(Collected data entries)
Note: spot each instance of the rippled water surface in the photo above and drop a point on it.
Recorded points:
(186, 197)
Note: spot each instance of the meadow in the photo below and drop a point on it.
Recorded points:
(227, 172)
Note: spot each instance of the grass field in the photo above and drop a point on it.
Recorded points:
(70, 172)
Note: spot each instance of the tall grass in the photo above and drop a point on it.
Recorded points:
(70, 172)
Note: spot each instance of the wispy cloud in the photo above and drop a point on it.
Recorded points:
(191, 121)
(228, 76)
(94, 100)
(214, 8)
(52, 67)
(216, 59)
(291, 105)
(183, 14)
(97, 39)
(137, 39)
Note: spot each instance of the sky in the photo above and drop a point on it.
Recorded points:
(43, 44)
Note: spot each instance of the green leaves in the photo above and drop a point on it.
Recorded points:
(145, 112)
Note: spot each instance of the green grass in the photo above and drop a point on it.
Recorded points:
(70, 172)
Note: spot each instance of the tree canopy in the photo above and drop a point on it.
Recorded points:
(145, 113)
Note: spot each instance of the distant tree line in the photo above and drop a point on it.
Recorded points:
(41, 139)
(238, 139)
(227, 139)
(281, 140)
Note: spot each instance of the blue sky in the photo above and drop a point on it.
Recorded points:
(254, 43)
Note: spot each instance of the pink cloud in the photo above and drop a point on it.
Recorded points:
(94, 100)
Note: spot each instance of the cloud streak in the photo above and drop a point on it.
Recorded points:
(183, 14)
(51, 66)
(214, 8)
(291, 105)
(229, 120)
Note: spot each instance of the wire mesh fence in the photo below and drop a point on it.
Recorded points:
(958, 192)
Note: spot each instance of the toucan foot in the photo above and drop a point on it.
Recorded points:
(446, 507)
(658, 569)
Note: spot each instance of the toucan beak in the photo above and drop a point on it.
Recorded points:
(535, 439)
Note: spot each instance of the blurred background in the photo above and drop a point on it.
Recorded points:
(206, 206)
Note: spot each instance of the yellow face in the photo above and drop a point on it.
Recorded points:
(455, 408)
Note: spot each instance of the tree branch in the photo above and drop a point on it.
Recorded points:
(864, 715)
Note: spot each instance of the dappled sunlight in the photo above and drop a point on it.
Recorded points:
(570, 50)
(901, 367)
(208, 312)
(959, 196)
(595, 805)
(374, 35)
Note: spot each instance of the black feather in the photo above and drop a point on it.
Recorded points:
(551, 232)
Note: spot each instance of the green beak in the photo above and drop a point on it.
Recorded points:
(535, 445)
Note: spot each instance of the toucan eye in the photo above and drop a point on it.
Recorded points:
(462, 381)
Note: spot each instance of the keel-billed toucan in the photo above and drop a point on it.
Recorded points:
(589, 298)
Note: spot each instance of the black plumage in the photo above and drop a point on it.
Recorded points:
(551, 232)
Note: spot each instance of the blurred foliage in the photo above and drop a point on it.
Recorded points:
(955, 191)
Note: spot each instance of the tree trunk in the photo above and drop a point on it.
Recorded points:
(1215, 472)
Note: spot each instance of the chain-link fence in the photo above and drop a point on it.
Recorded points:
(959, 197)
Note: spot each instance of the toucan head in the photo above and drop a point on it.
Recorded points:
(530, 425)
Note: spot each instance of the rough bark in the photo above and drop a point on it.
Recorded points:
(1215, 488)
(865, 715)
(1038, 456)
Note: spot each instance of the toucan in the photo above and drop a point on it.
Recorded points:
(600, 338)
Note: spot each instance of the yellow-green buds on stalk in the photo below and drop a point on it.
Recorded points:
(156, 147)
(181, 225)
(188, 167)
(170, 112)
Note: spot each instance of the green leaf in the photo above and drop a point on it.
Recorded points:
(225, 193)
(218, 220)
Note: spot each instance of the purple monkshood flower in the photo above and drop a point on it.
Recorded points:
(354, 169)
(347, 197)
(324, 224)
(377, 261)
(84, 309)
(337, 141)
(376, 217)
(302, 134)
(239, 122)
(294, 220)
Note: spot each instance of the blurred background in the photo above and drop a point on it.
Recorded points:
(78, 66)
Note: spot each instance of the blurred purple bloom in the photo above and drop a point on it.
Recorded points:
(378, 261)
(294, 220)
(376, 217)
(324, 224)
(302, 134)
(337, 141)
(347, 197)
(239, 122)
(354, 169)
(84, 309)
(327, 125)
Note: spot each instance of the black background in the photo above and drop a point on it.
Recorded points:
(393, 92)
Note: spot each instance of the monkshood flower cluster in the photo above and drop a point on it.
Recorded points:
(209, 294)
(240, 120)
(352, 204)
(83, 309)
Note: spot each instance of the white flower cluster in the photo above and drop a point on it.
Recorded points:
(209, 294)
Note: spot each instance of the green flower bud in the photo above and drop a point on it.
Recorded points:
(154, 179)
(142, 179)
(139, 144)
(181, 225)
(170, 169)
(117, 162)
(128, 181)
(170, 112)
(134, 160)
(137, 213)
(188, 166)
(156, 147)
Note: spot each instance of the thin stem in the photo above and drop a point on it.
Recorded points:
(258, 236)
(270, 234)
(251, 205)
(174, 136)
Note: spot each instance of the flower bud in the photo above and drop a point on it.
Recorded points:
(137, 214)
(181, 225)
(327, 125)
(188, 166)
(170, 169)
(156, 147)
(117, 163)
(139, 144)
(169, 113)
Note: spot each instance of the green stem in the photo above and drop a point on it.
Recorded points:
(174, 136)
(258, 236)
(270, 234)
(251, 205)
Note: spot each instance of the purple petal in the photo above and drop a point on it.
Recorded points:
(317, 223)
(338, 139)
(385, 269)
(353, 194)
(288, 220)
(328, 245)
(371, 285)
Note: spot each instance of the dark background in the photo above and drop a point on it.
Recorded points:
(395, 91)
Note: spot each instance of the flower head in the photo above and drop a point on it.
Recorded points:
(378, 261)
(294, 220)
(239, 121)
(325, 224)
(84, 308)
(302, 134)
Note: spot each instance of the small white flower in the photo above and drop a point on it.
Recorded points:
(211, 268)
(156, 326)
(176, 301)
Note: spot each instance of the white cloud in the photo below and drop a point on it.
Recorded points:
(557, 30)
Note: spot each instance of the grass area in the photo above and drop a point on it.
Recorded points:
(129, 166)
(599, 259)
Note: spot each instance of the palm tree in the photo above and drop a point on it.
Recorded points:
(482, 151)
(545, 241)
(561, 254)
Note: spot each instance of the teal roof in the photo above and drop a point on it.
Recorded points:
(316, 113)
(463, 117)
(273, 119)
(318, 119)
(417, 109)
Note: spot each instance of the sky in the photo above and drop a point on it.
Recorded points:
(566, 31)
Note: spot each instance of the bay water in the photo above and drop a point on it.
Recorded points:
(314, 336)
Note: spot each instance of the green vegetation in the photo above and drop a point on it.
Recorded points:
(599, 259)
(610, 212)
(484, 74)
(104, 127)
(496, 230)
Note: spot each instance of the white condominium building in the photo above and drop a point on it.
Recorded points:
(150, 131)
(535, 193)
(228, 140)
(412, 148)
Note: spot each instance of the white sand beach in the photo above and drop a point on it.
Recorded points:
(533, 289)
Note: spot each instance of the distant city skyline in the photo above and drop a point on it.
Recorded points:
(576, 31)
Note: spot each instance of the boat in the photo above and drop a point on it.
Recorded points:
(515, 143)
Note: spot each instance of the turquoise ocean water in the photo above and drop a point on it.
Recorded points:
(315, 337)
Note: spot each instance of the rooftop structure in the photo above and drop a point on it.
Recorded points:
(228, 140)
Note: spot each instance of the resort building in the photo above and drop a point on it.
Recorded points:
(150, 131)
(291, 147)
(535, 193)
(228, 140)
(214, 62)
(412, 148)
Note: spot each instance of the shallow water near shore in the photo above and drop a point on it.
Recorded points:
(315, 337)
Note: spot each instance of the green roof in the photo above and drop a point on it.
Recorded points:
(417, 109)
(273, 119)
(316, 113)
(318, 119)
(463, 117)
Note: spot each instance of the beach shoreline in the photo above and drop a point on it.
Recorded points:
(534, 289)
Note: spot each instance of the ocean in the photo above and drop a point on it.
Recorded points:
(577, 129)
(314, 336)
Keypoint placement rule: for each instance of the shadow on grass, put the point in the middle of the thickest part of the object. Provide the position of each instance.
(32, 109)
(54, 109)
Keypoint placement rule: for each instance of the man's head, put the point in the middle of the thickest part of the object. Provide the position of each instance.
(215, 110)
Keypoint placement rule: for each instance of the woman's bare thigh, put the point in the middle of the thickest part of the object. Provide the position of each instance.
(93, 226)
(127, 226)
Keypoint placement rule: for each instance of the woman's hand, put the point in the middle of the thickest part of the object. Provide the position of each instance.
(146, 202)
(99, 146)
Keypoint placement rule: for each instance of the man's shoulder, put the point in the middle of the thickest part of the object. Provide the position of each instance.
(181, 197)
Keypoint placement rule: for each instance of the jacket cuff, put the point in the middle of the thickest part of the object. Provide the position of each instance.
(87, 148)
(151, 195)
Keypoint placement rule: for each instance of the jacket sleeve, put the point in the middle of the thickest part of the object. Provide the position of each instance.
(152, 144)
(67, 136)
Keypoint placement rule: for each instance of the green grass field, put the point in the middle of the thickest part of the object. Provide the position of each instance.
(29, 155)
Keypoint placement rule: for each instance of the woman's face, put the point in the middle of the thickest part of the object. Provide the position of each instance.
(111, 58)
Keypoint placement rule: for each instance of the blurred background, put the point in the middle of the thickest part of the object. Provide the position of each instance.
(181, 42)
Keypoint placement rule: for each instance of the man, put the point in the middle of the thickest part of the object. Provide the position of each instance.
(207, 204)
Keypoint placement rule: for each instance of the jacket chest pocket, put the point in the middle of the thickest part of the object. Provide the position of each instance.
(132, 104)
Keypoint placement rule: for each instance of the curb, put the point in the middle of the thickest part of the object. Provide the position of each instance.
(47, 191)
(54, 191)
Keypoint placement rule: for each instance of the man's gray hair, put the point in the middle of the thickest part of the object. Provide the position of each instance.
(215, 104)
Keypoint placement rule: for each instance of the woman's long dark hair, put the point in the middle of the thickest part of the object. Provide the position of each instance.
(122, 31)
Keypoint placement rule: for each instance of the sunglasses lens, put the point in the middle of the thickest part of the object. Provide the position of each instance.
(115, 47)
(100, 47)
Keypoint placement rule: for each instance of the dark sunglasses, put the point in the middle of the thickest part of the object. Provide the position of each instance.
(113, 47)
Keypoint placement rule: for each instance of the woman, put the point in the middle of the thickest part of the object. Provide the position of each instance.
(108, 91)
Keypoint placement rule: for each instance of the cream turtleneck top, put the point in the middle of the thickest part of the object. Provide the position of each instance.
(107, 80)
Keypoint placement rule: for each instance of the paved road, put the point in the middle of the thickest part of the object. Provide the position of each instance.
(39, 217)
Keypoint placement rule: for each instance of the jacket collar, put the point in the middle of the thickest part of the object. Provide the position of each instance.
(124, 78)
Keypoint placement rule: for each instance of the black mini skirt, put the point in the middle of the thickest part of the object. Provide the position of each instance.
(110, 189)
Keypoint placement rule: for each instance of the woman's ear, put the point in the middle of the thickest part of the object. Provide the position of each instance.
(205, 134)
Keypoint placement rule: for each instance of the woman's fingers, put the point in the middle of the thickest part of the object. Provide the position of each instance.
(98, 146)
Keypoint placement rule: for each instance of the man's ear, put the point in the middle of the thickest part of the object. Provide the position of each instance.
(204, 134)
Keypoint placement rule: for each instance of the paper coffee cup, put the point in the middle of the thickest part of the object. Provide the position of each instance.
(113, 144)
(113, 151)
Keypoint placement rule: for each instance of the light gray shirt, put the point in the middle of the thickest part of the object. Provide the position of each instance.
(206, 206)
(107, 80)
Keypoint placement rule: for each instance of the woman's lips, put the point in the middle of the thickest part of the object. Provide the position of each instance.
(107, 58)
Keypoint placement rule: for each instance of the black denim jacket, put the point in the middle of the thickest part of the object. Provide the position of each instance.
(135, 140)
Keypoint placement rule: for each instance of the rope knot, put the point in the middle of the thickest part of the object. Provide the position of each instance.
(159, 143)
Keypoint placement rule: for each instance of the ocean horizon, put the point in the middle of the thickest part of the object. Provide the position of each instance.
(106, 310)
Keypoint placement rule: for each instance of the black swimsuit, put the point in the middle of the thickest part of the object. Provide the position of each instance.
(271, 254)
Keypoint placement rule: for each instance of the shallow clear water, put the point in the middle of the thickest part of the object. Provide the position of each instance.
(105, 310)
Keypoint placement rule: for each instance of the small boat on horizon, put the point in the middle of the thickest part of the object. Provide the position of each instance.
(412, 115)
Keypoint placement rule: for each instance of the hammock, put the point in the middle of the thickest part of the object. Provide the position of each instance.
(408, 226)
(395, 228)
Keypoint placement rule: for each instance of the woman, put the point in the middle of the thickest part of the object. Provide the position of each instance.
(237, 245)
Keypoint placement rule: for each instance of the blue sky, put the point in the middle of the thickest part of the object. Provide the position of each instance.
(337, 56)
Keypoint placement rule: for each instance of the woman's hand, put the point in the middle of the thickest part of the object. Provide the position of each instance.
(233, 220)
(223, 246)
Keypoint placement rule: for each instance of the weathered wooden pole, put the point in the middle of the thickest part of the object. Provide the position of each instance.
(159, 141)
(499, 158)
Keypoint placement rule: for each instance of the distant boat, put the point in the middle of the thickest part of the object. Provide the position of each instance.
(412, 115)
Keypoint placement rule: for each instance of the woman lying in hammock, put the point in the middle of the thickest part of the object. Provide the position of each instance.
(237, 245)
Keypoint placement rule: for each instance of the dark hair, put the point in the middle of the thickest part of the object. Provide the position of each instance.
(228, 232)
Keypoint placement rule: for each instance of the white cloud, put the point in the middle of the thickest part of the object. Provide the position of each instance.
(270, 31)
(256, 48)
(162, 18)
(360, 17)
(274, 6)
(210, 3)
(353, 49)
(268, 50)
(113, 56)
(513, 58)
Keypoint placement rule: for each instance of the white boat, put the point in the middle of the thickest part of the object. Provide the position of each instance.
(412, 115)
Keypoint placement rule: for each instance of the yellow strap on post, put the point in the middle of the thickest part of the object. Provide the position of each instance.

Requirement:
Sift through the entries and copy every line with "fence".

Task result:
Note: spot each instance of the wire mesh fence in the photo below and drop a point on it.
Note: spot each instance of the chain-link fence in the photo above and drop a point on it.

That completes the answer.